**Aim of the task**. Below are some entries. Repeat exactly the lines from the one with "Target: tall glass building" through the one with "Target: tree bark", and only those.
(Records supplied)
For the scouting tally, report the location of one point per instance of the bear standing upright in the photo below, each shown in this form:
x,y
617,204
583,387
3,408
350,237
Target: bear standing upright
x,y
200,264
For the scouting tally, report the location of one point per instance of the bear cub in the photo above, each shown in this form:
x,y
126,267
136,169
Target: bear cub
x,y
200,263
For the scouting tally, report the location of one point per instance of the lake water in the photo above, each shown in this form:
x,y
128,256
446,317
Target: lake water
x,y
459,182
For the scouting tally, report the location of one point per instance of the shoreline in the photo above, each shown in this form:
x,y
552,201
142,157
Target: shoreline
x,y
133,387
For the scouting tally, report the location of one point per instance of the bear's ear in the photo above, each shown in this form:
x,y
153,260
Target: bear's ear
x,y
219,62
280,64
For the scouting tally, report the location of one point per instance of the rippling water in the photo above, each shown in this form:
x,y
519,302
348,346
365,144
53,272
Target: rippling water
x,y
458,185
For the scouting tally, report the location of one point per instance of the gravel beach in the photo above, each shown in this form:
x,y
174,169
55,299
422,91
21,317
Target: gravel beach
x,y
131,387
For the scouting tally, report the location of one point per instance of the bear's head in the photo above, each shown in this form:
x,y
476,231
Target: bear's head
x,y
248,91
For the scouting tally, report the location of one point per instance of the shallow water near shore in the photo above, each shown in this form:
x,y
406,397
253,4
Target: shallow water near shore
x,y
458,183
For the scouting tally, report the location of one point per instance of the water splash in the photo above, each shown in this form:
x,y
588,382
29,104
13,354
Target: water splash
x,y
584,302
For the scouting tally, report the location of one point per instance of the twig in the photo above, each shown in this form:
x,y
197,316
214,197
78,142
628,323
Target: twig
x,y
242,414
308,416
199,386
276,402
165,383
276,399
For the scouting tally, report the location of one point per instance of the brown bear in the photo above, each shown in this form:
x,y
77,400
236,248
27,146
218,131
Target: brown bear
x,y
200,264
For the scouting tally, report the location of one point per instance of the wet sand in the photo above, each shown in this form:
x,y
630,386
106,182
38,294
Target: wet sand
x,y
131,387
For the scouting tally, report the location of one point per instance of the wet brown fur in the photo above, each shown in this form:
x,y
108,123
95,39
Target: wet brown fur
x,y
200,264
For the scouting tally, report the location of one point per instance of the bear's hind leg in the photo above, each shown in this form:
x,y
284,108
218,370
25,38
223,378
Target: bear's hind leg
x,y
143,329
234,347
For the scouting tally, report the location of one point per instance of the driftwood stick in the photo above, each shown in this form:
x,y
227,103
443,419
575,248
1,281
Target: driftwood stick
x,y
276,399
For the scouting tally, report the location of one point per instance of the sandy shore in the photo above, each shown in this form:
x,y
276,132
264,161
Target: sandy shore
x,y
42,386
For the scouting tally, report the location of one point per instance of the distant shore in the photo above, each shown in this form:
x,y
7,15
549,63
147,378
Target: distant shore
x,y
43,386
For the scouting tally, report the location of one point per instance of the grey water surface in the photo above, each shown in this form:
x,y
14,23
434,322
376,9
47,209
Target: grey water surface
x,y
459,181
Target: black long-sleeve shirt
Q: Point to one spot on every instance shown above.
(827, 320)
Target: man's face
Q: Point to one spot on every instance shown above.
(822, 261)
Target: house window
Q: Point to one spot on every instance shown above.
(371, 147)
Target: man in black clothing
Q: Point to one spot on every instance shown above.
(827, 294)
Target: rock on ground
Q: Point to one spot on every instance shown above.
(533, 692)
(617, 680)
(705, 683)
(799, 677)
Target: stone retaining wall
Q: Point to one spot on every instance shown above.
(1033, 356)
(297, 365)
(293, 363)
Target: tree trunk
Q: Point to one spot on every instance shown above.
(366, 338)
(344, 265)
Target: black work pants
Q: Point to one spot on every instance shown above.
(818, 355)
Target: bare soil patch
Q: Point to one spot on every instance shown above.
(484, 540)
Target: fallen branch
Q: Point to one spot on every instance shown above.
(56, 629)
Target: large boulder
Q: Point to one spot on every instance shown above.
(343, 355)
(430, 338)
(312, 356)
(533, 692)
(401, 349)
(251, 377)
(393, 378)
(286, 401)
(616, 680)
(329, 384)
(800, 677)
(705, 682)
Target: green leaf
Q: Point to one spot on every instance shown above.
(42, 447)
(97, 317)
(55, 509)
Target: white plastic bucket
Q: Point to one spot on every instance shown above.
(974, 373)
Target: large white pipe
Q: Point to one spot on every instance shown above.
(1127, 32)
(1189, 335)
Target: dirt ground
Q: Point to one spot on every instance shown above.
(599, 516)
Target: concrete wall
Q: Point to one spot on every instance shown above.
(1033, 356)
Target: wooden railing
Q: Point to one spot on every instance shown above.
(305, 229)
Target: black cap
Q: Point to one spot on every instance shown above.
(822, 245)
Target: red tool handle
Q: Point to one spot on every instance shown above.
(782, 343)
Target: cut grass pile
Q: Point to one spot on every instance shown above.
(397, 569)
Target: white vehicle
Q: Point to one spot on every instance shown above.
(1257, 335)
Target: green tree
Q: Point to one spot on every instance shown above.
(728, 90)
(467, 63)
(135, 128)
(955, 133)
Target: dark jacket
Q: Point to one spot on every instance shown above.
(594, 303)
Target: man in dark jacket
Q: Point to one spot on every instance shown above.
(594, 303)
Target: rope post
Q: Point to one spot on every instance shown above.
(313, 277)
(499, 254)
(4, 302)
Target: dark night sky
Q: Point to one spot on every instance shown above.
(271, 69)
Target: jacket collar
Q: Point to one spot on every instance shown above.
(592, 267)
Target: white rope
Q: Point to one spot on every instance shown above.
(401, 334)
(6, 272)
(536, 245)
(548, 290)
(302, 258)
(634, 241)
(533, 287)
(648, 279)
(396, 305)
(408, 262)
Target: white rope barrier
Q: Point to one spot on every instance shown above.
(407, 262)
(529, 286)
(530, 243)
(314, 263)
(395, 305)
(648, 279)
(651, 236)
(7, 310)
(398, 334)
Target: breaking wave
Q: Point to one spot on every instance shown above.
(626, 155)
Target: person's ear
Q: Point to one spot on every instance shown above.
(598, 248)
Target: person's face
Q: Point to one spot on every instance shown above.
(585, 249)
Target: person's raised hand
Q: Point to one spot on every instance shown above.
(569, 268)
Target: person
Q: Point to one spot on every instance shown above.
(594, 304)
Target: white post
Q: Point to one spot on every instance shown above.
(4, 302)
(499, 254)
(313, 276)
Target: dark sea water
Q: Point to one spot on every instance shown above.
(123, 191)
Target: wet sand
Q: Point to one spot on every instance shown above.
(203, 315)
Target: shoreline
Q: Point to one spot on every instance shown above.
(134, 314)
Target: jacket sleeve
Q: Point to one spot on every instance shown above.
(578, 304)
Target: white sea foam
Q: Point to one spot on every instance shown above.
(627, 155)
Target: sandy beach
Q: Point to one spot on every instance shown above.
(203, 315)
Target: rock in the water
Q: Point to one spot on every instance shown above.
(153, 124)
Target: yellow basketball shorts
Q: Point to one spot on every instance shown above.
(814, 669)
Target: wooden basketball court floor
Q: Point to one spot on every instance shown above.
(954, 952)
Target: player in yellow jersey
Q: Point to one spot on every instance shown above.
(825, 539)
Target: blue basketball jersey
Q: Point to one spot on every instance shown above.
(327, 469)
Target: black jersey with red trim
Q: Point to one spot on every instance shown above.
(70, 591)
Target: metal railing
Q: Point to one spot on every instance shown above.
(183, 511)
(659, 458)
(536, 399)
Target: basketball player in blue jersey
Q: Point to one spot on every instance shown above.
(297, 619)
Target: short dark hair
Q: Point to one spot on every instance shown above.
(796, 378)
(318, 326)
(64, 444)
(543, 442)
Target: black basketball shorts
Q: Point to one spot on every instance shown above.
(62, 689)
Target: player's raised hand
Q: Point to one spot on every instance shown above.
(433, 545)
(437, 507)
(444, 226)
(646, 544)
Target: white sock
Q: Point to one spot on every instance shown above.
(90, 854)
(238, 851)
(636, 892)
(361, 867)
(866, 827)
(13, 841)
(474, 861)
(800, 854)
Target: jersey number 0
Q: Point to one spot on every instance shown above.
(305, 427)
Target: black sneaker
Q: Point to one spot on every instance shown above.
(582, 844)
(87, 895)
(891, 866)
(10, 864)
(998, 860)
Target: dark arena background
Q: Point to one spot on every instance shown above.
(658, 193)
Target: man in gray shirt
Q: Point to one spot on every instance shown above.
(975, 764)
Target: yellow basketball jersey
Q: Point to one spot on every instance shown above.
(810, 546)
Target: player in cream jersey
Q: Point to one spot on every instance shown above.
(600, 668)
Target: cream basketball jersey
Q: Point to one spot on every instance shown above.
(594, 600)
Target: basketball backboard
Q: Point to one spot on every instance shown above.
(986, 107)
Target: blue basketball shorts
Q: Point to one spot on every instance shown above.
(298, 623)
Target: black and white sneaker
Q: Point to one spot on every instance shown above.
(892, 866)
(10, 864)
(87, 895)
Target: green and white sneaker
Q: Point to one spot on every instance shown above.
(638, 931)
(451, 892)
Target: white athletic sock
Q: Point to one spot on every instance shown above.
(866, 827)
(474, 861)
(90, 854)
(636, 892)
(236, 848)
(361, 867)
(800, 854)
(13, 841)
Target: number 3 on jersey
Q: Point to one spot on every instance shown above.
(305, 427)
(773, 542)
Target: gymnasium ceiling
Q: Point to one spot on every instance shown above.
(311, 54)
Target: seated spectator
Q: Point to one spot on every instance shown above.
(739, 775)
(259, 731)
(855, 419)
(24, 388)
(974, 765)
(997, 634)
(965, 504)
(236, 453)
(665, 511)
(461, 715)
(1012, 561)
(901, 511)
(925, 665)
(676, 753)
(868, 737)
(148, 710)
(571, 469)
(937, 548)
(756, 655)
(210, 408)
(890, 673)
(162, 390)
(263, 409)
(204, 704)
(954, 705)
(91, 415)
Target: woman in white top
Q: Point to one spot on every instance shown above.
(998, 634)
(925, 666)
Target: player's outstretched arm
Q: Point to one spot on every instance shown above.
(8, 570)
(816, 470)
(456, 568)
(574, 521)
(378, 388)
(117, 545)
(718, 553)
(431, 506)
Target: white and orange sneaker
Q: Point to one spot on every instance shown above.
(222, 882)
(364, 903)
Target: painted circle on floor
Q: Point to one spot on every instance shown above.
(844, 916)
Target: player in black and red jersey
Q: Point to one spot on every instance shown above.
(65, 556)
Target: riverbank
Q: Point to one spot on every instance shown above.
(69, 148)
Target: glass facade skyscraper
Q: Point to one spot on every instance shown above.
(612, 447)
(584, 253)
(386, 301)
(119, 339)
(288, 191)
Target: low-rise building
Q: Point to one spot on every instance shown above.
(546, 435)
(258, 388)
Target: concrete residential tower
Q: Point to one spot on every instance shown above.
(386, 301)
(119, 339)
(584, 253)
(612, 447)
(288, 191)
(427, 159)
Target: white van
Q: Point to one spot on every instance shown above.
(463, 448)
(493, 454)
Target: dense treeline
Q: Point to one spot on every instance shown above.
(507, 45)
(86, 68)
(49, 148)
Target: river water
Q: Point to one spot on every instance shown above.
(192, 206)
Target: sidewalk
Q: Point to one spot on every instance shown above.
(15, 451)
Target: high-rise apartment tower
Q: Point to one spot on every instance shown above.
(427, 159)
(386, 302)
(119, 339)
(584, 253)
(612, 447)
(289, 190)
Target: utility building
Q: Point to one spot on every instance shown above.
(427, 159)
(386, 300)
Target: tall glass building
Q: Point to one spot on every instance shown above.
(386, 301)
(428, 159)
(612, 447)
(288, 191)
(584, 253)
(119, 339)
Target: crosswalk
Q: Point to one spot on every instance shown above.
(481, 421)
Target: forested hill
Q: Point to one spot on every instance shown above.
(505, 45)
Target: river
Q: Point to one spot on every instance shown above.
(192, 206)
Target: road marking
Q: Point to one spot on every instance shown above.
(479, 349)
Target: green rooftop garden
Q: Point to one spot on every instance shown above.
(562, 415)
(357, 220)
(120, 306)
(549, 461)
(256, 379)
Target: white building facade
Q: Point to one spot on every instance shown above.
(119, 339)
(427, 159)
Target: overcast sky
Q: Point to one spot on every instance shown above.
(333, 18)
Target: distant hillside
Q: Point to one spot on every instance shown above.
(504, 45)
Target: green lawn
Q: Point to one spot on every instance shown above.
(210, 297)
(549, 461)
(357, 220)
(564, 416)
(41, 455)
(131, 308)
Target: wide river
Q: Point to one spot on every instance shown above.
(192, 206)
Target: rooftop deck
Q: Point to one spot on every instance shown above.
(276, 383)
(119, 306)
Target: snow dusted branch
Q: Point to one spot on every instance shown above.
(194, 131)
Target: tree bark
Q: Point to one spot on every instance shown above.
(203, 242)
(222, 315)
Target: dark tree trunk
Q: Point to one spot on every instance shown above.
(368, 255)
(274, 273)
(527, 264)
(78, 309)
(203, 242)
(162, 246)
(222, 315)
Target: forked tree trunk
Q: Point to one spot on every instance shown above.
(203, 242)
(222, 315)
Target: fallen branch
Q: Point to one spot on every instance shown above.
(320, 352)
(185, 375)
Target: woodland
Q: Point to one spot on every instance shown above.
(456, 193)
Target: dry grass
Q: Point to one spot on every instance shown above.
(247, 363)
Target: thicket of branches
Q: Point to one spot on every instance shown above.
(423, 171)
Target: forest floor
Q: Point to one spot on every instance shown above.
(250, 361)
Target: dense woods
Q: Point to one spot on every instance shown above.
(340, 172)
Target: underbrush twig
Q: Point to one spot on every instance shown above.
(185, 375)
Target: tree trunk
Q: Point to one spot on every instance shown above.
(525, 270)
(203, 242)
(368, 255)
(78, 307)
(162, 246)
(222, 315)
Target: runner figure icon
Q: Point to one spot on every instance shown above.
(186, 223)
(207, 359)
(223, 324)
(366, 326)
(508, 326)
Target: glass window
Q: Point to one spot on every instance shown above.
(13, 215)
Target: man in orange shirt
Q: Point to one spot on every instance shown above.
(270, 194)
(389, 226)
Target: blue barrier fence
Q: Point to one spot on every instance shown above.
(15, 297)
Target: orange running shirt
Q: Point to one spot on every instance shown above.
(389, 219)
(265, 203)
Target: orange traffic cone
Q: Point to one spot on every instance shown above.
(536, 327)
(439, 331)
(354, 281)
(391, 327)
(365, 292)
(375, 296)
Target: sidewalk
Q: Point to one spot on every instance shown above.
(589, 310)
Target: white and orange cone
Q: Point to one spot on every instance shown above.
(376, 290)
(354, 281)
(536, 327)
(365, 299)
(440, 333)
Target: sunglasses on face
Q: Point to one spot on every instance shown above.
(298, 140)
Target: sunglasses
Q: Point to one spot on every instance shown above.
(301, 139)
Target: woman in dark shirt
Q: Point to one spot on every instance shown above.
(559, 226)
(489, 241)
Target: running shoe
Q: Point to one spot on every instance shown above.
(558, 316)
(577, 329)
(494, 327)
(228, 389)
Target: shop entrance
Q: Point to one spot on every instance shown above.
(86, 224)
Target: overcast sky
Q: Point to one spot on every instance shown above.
(End Records supplied)
**Written solution**.
Target: tall glass building
Q: Point to one spot on every instance shown above.
(386, 301)
(428, 159)
(612, 447)
(288, 191)
(584, 253)
(119, 339)
Target: crosswalk
Q: Point to one spot on every instance shown above.
(481, 421)
Target: forested hill
Q: Point to one spot on every instance shown above.
(505, 45)
Target: river
Q: Point to one spot on every instance shown above.
(192, 206)
Target: road marking
Q: Point to one spot on every instance shown above.
(479, 349)
Target: green rooftop garden
Q: Point to one spot on every instance shown above.
(562, 415)
(357, 220)
(120, 306)
(549, 461)
(256, 379)
Target: white building facade
Q: Point to one spot on every instance shown above.
(119, 339)
(427, 159)
Target: overcast sky
Q: Point to one spot on every instance shown above.
(333, 18)
Target: distant hillside
Q: Point to one spot on every instance shown above.
(504, 45)
Target: green lawn
Q: Point to one spot on every instance shown above.
(210, 297)
(549, 461)
(357, 220)
(564, 416)
(41, 455)
(131, 308)
Target: wide river
Q: Point to one spot on every instance shown above.
(192, 206)
Target: rooftop deck
Q: Point to one spot on every instance shown above.
(276, 383)
(119, 306)
Target: snow dusted branch
Q: Point to one spot on every instance shown above.
(194, 131)
Target: tree bark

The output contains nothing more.